*DO THIS:* Copy this listing from its first line through the line containing "<point>86,242</point>", including both ends, with the requests unchanged. Multiply every point coordinate in the answers by 2.25 and round to whole numbers, with halves rounded up, but leave the sample points in the requests as they are.

*RECORDS PROVIDED:*
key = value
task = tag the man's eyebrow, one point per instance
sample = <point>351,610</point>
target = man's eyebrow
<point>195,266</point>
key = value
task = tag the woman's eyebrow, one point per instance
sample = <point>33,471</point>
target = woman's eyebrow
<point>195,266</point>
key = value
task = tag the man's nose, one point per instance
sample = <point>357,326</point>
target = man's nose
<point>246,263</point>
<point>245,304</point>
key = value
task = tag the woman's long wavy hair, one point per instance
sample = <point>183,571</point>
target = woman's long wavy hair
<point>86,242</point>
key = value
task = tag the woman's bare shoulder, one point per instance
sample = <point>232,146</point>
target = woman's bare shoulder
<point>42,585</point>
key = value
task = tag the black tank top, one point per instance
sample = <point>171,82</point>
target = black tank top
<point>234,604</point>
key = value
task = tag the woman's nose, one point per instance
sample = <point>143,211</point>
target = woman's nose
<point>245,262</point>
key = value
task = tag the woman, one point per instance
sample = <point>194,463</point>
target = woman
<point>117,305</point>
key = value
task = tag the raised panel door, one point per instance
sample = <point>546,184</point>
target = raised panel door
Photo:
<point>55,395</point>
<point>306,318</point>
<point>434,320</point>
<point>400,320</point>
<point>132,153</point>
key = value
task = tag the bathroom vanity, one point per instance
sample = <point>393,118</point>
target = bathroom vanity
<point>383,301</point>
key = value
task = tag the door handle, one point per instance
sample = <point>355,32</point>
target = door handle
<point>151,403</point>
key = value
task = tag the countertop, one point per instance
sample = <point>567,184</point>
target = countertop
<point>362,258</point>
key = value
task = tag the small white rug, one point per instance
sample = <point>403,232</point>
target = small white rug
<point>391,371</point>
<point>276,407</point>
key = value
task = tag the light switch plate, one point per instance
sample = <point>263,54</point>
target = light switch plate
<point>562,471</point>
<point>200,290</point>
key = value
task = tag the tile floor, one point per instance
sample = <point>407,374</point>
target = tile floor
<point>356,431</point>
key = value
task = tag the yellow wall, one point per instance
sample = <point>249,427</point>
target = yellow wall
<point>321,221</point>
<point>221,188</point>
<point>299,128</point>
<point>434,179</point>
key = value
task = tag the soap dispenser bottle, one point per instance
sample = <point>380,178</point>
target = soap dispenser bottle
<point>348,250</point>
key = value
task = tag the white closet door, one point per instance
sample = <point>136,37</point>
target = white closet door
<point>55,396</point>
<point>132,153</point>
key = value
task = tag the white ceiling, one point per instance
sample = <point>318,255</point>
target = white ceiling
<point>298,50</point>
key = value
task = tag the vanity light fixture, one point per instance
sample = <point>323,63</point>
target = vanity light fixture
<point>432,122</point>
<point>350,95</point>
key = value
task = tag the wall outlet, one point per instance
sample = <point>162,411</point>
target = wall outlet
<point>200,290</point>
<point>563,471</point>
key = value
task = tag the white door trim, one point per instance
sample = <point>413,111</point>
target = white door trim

*SOLUTION BELOW:*
key = value
task = tag the man's eyebrow, one point per instance
sample = <point>351,610</point>
target = man's eyebrow
<point>439,599</point>
key = value
task = tag the woman's eyebrow, one point per instance
sample = <point>33,471</point>
target = woman's eyebrow
<point>439,599</point>
key = value
task = tag the man's nose, one point per instance
sample = <point>357,326</point>
target = man's nose
<point>554,592</point>
<point>551,684</point>
key = value
task = tag the woman's long wavy hair, one point per instance
sample = <point>183,571</point>
target = woman's long wavy hair
<point>194,545</point>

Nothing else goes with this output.